[Opening EXTRACTED RECORDS section]

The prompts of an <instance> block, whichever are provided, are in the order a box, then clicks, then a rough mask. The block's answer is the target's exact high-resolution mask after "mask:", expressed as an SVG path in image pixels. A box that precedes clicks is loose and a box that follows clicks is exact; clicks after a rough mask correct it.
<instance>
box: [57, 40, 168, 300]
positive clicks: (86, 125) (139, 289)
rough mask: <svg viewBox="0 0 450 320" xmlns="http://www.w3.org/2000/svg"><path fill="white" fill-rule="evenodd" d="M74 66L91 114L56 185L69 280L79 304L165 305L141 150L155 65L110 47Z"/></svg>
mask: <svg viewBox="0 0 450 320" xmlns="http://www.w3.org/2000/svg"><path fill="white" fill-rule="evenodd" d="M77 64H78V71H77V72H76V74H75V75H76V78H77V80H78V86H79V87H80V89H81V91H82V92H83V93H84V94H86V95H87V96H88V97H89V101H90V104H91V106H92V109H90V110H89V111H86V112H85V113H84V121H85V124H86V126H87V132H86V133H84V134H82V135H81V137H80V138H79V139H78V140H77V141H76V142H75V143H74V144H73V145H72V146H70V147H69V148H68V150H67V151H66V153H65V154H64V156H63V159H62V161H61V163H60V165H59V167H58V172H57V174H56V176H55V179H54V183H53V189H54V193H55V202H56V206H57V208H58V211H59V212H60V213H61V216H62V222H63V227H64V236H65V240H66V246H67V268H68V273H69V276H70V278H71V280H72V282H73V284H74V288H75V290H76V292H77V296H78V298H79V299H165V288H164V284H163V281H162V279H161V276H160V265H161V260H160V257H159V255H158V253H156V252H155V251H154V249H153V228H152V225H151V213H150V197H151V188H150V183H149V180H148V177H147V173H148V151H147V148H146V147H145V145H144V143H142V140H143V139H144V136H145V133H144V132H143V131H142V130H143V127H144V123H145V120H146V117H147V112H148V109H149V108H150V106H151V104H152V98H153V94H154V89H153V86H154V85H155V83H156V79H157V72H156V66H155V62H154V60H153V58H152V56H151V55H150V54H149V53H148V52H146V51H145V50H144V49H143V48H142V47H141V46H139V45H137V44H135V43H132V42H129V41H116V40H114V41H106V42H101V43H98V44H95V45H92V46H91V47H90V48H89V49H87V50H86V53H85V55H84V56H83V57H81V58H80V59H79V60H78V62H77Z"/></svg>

[Closing EXTRACTED RECORDS section]

• _WHAT TO DO_
Reproduce the data above word for word, beginning at its first line and stopping after the line that contains "rough mask: <svg".

• _RESPONSE BELOW_
The prompts of an <instance> block, whichever are provided, are in the order a box, then clicks, then a rough mask. The block's answer is the target's exact high-resolution mask after "mask:", expressed as an SVG path in image pixels. A box that precedes clicks is loose and a box that follows clicks is exact; clicks after a rough mask correct it.
<instance>
box: [57, 40, 168, 300]
positive clicks: (86, 125) (139, 289)
rough mask: <svg viewBox="0 0 450 320" xmlns="http://www.w3.org/2000/svg"><path fill="white" fill-rule="evenodd" d="M74 66L91 114L56 185L69 280L79 304L165 305L141 150L155 65L110 47Z"/></svg>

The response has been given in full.